The main program can be used with some commandline arguments:

  • -f : the bibtex file
  • -b <‘Author Name’>: an author name to be highlighted in bold
  • -k <category cateegory …>
def main():
    #TODO: make markdown header optional
    printMyHeader()
    parser = argparse.ArgumentParser(description='Read a bibtex file and create a Mardown publication list')
    parser.add_argument('-f', dest='file', default=None, metavar='Filename',
                        help='Path to the bibtex file')
    parser.add_argument('-b', dest='bold', default=None, metavar='Bold name',
                        help='Name of an author to higlight as bold markdown text')
    # append or nargs: https://stackoverflow.com/questions/15753701/argparse-option-for-passing-a-list-as-option
    parser.add_argument('-k', dest='keywords', default=None, nargs='*', metavar='Keywords',
                        help='keyword to extract in the "keywords"-field in the bibtex file')

• _REQUIRED WORK_
a) Count the lines in the listing below that contain the word "white", and give only that number.
b) Write the next part of the bibtex publication-list script passage, picking up right after its last line.

• _GIVEN RECORDS_
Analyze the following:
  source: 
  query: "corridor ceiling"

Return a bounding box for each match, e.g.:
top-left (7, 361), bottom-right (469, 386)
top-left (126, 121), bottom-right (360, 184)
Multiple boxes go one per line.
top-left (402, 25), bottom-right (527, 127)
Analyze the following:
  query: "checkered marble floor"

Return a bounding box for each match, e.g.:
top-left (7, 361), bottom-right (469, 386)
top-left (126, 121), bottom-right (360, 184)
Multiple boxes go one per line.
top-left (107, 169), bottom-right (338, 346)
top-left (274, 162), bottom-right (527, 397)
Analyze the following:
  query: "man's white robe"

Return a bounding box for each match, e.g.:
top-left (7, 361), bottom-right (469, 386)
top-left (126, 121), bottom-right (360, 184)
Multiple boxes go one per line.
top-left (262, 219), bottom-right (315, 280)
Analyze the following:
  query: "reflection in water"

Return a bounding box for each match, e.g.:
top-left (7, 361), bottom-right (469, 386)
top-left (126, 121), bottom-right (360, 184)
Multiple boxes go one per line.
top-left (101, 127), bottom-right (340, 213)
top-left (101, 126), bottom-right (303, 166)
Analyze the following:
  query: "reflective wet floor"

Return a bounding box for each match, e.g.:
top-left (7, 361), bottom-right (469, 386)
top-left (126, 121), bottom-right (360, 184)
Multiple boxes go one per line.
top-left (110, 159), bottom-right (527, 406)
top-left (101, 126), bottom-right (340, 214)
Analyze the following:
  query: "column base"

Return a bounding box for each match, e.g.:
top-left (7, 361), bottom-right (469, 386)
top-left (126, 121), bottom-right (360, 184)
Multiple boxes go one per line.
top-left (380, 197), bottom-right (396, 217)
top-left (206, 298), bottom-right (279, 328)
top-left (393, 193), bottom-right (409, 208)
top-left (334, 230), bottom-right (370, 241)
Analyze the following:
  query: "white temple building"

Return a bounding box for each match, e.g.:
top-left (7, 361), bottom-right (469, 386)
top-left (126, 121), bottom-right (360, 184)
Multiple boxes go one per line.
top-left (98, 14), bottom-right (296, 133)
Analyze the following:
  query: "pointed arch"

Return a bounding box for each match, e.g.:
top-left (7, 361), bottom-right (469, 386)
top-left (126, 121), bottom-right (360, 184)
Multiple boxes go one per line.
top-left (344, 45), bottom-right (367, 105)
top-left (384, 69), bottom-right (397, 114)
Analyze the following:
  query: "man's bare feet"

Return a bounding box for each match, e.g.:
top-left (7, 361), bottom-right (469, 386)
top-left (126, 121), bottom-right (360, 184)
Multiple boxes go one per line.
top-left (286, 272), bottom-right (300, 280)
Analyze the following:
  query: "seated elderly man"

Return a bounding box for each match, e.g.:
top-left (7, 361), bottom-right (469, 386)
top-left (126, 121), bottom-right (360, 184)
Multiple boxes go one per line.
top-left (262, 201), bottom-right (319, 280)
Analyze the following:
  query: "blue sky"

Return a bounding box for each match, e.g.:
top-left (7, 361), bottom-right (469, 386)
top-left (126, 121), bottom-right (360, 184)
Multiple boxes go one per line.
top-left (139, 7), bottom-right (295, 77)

• _ANSWERS TO THE PROBLEMS_
a) 2

b)
    args = parser.parse_args()

    pdbib = bib2pandas(args.file)

    for k in args.keywords:
        if k in categories:
            print("## %s" % categories[k])
        else:
            print("## %s" % k)
            
        i = 0
        for index, row in pdbib.iterrows():
            keywords = row['keywords'].split(", ")
            if k not in keywords:
                continue
            row['author'] = unifyAuthors(row['author'])
            ## Highlight a single author
            ##TODO: make this optional
            if args.bold != None:
                row['author'] = re.sub(args.bold, '**%s**' % args.bold, row['author'])
            ## Need to check, if all fields are available
            print(bibline(i, row) + "\n")
            i = i+1

if __name__ == "__main__":
    main()

Execute and Convert to pdf

Make sure that the environment variable LANG is set to UTF-8 encoding (e.g. en_US.UTF-8, de_DE.UTF-8, …) for special characters. And finally once all the code above is saved in the file bibtex2md.py, execute it with the correct parameters.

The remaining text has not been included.